Tarea A:
¿Qué obligación legal cita la columna sobre los no vacunados como ejemplo de una norma que ya recorta la libertad individual?
Tarea B:
Explica, con las razones que da la columna sobre los no vacunados, por qué no se debería tratar a las personas no vacunadas como un grupo homogéneo. Responde en una a tres oraciones.
Tarea C:
Escribe lo que sigue a la última oración de la columna sobre los no vacunados.

Texto de la página:
━━━━━━━━━━━━━━━━━━━━

Se dispara la tasa de contagios Covid en Europa y, más lentamente, en España; en todos sitios los mensajes ponen el punto de mira en el mismo colectivo: las personas no vacunadas. La demonización de este colectivo, como antes se hizo con los jóvenes, debería hacernos dar un paso para atrás y reflexionar acerca de si los gobiernos están actuando del mejor modo. Especialmente a quienes se han confiado en la vacuna y de persona vacunada a persona vacunada, les pido la lectura de esta columna dando ese paso atrás.
Lo primero que nos debería llamar la atención de la demonización de los no vacunados es cómo autoridades y medios de comunicación están homogeneizándolos cuando, en realidad, es un colectivo muy heterogéneo. Bajo términos como "antivacunas" se les tacha de insolidarios, sin pararse a analizar cuál es el motivo para no pasar por la aguja. Los hay negacionistas del coronavirus y los hay, efectivamente, antivacunas de todo, de Covid, de gripe y de sarampión... de todo. Sin embargo, hay quien únicamente no consigue superar la incertidumbre que muchas de las personas vacunadas hemos experimentado y que, finalmente y mirando para otro lado, hemos ignorado: esa incertidumbre de desconocer los efectos secundarios de la vacuna, pese a reconocer lo positivo de la misma a corto plazo para contener la pandemia.
La ausencia de ese análisis, de esa distinción entre los diferentes perfiles que encontramos entre las personas no vacunadas, es muy llamativa. Del mismo modo, se impone una reflexión: si los gobiernos consideran crucial la vacunación para superar la pandemia, ¿por qué no es obligatoria por ley? Ya existen en nuestra legislación obligaciones por ley que recortan nuestra libertad individual, como es, sin ir más lejos, la obligación de llevar el cinturón de seguridad en el coche.
En lugar de que tomar esa medida, que sin duda generaría un gran debate, se está aplicando una suerte de chantaje, privando del acceso a determinados servicios si uno no está vacunado. En nuestro país, hasta el momento, sólo se ha hecho con el ocio en algunas Comunidades Autónomas, pero no parecemos estar muy lejos de intentar lo que otros países ya están aplicando: que sea obligatorio para poder trabajar.

━━━━━━━━━━━━━━━━━━━━

Datos de localización de puntos:
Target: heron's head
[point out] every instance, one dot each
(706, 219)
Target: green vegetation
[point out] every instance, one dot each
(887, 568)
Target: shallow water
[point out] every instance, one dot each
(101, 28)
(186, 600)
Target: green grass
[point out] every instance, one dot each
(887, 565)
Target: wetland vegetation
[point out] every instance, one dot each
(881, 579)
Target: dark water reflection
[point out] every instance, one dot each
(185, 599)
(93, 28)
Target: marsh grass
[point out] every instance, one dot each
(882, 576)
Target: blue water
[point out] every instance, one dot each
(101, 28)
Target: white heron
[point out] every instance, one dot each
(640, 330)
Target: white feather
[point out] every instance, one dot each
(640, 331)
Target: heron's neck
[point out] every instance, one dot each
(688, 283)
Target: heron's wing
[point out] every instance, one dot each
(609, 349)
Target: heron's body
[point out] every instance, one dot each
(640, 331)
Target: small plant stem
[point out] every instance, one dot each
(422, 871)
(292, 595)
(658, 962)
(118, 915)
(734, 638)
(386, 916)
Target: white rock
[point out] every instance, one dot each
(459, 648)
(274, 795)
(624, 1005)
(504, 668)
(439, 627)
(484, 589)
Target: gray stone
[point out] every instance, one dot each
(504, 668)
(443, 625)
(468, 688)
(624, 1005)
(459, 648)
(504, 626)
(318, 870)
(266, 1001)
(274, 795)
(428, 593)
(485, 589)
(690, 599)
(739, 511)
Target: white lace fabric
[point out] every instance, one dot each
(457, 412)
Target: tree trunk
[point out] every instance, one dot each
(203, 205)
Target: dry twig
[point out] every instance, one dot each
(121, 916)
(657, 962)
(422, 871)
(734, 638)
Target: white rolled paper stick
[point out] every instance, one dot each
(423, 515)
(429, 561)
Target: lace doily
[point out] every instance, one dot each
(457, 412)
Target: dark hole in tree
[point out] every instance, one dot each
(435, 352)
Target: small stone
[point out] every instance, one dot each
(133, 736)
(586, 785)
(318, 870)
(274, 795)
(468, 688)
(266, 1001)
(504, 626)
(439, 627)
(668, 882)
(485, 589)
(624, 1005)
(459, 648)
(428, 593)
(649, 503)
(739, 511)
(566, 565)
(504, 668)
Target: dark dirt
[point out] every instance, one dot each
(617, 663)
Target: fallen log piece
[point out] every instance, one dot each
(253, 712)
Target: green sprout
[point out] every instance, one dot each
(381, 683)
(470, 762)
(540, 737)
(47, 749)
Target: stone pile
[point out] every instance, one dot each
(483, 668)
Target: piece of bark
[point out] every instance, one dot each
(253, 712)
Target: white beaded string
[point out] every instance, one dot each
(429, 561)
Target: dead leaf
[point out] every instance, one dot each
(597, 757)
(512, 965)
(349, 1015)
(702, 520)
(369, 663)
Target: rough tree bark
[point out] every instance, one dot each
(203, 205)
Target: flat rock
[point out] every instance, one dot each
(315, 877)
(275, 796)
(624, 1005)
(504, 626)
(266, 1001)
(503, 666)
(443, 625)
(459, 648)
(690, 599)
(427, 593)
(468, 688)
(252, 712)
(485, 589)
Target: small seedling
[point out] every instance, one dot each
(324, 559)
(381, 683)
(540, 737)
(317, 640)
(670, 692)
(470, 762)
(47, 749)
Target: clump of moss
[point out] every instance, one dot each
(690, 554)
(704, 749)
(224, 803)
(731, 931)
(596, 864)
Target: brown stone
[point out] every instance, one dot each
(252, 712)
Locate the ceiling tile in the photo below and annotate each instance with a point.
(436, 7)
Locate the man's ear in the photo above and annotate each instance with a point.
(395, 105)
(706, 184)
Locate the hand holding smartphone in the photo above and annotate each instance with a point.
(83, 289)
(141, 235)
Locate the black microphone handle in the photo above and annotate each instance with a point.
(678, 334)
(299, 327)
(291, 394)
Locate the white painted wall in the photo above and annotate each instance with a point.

━━━━━━━━━━━━━━━━━━━━

Respuesta esperada A:
La obligación de llevar el cinturón de seguridad en el coche.

Respuesta esperada B:
Las personas no vacunadas forman un colectivo muy heterogéneo. Entre ellas hay negacionistas del coronavirus y antivacunas de todo tipo de vacunas. También hay quienes solo no consiguen superar la incertidumbre sobre los efectos secundarios de la vacuna, aunque reconozcan su utilidad a corto plazo para contener la pandemia.

Respuesta esperada C:
Dicho de otro modo, o te vacunas o te mueres de hambre. ¿Por qué esa disyuntiva no hace que pongamos el grito en el cielo? Y, sobre todo, ¿por qué algunos gobiernos llegan a ese extremo, a ese nivel de extorsión democrática y, sin embargo, no tienen el coraje de hacer obligatoria la vacunación por ley? ¿Qué implicaciones para un gobierno tiene obligar por ley a una vacunación? Además del coste político que implica cualquier imposición, en caso de que se produjeran posteriormente perjuicios graves y permanentes, estos daños deberían ser indemnizados por el Estado. ¿Es este el motivo real por el que el gobierno se inclina más por ese chantaje de privación de servicios en lugar de, si tan crucial es la vacunación, velar por el bien común haciéndola obligatoria?
Sea cual fuera el motivo y abierta la espita de recortes de derechos y libertades civiles con la pandemia como excusa, toda la narrativa en los medios de comunicación se orquesta para la demonización del no vacunado y para señalar arbitrariamente en una noticia a quien camina por la calle sin mascarilla y, en la pieza informativa siguiente, mostrar imágenes de una carrera solidaria -patrocinada por dicho medio- en la que cientos de personas corren sin mascarilla y sin distancia de seguridad sin la menor mención a ello.
El objetivo de esta columna no es abordar el debate vacunas sí-vacunas no, pues en el momento que admito haberme vacunado evidencio mi postura; cosa bien distinta es que se trate de poner diferentes riesgos en una balanza y ver cuáles queremos asumir: si los de los efectos del coronavirus si nos infectamos -que es posible que ni tengamos- y, eso sí, el posible contagio a terceros; o los secundarios de una vacuna, dado que ha ido revelando efectos que no habían sido contemplados durante las fases de testeo.
Yo he elegido: estoy vacunado y lo hecho sin sentirme víctima del chantaje que los Estados están aplicando porque, por algún motivo que ningún responsable nos ha explicado, el Gobierno no se atreve a imponer la obligatoriedad de la vacuna. Esa falta de transparencia es contraproducente y dispara la contradicción en la que todos los gobiernos han caído durante la gestión de esta pandemia.